Saved data entries
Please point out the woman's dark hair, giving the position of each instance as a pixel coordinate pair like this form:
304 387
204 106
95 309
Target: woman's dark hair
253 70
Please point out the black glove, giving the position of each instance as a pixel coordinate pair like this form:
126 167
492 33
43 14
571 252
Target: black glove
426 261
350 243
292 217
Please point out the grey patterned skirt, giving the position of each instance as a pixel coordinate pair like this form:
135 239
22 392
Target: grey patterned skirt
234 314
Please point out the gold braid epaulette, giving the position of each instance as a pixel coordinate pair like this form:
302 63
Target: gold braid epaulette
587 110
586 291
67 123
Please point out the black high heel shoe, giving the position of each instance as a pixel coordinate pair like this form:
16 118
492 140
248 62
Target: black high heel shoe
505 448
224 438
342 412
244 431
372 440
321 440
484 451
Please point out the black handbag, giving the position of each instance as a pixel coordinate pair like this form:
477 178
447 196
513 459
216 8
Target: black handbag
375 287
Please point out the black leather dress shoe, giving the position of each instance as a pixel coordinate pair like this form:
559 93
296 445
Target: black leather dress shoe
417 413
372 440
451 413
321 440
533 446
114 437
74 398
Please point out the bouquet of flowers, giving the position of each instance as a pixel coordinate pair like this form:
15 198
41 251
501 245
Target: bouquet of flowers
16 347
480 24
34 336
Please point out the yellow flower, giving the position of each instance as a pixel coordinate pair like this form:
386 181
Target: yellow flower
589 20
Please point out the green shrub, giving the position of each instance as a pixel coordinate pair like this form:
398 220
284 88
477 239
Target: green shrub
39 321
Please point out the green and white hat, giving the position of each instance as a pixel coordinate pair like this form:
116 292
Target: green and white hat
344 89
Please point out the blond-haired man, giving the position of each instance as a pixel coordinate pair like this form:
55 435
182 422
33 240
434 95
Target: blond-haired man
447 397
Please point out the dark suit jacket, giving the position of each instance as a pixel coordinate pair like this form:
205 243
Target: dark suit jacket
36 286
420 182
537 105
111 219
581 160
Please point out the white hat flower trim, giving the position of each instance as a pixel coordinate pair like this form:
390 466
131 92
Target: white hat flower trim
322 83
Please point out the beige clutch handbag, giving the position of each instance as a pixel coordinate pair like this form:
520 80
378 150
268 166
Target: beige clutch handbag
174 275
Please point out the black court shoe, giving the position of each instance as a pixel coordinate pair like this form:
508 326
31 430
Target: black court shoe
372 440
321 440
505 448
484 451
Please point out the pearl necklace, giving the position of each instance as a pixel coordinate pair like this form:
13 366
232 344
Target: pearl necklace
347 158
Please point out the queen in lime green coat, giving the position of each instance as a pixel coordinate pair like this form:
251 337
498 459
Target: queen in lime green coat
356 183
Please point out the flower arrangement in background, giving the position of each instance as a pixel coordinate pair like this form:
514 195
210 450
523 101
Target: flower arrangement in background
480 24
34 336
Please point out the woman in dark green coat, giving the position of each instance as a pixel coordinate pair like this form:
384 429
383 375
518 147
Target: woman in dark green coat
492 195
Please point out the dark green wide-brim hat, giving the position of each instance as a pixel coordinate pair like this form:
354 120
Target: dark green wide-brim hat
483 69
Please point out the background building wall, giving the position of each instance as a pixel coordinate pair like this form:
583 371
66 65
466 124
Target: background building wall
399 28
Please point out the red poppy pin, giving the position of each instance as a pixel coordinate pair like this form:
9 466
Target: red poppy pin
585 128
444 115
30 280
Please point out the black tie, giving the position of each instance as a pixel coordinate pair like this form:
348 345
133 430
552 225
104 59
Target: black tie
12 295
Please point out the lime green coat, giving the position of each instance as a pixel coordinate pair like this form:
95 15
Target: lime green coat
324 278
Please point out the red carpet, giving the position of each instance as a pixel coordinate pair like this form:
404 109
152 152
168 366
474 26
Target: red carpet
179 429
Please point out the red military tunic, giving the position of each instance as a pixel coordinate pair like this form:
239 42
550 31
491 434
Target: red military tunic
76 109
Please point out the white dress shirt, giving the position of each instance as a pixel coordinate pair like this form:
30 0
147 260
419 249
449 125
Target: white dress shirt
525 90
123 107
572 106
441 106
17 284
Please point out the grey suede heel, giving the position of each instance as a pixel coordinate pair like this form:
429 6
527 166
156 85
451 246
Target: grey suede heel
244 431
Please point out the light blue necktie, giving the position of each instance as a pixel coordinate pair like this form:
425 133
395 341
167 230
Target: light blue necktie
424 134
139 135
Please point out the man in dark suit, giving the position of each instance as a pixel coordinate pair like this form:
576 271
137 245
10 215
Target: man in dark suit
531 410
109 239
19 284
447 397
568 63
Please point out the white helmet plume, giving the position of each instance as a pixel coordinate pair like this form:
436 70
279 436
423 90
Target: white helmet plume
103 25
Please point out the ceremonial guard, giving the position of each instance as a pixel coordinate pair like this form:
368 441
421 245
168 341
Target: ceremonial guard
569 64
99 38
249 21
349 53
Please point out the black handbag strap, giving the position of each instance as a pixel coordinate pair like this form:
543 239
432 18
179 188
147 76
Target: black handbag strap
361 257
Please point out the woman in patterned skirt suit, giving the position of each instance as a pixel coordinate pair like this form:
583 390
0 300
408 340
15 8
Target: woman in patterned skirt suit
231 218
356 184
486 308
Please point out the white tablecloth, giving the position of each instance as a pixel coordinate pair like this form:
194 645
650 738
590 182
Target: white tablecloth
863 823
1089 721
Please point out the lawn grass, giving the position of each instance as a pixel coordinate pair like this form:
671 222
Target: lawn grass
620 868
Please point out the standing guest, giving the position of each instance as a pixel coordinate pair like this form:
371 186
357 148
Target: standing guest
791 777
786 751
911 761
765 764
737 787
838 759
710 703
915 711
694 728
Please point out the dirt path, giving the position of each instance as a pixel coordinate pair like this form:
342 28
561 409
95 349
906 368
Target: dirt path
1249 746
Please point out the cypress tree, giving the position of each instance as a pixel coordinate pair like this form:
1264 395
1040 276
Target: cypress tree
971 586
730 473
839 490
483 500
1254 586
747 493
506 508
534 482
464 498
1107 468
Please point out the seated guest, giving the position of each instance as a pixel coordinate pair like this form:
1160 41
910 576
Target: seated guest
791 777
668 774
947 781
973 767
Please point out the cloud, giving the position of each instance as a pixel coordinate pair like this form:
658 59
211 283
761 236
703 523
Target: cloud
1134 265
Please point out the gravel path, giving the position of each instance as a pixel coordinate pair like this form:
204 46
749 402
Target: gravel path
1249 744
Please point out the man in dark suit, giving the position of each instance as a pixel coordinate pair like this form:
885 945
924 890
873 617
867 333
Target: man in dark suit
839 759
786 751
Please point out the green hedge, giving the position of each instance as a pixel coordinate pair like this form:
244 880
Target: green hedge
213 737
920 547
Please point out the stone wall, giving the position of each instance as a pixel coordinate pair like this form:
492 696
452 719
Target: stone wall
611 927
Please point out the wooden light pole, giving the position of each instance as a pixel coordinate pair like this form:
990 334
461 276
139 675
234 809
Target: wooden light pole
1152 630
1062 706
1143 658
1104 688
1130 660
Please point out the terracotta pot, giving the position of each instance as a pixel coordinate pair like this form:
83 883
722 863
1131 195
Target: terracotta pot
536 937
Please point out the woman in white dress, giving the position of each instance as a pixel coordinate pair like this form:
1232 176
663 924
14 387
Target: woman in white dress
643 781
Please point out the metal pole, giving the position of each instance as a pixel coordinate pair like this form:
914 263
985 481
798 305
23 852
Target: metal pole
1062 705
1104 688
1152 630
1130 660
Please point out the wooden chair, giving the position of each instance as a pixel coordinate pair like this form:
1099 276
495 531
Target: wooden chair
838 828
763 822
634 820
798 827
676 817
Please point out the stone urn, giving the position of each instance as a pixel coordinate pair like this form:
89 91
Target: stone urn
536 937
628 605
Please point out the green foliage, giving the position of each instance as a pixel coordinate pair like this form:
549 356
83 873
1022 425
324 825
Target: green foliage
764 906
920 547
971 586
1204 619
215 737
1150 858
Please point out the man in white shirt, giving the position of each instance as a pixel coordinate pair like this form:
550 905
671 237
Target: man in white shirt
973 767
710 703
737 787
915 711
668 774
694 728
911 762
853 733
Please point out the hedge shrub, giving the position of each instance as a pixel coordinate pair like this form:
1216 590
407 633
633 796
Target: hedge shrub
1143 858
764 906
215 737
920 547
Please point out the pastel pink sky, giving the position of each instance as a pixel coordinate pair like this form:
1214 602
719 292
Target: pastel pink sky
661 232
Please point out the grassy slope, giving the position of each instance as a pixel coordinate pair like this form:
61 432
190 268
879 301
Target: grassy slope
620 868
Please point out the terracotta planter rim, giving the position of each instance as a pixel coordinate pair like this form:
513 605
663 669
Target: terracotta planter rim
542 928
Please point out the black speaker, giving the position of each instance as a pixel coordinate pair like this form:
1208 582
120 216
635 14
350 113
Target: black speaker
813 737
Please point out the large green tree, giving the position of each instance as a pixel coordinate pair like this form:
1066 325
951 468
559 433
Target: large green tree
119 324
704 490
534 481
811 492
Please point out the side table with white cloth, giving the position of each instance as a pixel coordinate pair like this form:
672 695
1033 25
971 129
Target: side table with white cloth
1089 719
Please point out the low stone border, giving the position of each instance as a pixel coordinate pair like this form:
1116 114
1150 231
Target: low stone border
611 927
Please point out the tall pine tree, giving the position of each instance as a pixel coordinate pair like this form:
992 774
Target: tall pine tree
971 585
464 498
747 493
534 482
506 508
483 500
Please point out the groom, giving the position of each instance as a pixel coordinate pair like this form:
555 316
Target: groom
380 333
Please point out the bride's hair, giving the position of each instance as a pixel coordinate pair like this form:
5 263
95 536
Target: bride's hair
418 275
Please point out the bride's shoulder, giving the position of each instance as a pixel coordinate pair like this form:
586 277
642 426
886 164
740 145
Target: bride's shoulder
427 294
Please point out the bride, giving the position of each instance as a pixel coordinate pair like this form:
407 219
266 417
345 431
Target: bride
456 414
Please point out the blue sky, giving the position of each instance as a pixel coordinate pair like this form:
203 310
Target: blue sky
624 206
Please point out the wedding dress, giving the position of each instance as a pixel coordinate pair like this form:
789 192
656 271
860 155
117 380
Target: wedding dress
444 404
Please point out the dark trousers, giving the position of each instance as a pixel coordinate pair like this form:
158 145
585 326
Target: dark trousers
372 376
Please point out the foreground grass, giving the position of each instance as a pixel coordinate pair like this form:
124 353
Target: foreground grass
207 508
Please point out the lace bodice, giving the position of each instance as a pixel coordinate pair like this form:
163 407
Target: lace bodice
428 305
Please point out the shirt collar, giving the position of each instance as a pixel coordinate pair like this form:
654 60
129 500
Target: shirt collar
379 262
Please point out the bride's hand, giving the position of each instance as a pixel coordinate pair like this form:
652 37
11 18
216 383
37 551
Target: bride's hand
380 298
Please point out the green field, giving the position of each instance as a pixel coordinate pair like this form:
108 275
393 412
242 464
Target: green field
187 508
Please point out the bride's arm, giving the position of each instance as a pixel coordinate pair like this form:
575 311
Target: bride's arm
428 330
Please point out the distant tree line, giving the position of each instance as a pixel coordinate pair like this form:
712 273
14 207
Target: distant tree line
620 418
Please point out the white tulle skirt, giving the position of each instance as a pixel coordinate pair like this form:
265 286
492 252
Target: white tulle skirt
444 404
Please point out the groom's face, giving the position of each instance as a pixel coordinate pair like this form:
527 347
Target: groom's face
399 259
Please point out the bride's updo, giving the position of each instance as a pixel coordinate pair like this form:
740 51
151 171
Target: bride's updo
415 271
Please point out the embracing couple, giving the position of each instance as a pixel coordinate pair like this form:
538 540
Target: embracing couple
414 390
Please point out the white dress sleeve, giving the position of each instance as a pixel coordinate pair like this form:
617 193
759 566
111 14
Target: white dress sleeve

• _Given instruction_
Give back, exactly as written, the lines from the one with "Please point out the groom's" to the last line.

• _Solution to this exercise_
Please point out the groom's face, giving the position of each instance as a pixel coordinate pair like this form:
527 347
Target: groom's face
399 259
Please point out the bride's updo, giving the position of each instance as a pixel coordinate pair like this form:
740 51
151 171
Target: bride's updo
415 271
Please point out the embracing couple, giving the position of each instance as a pixel coordinate pair like this form:
538 540
Target: embracing couple
414 390
Please point out the white dress sleeve, giving the position of each instance as a pixel coordinate pair like this form:
617 193
759 566
111 14
Target: white dress sleeve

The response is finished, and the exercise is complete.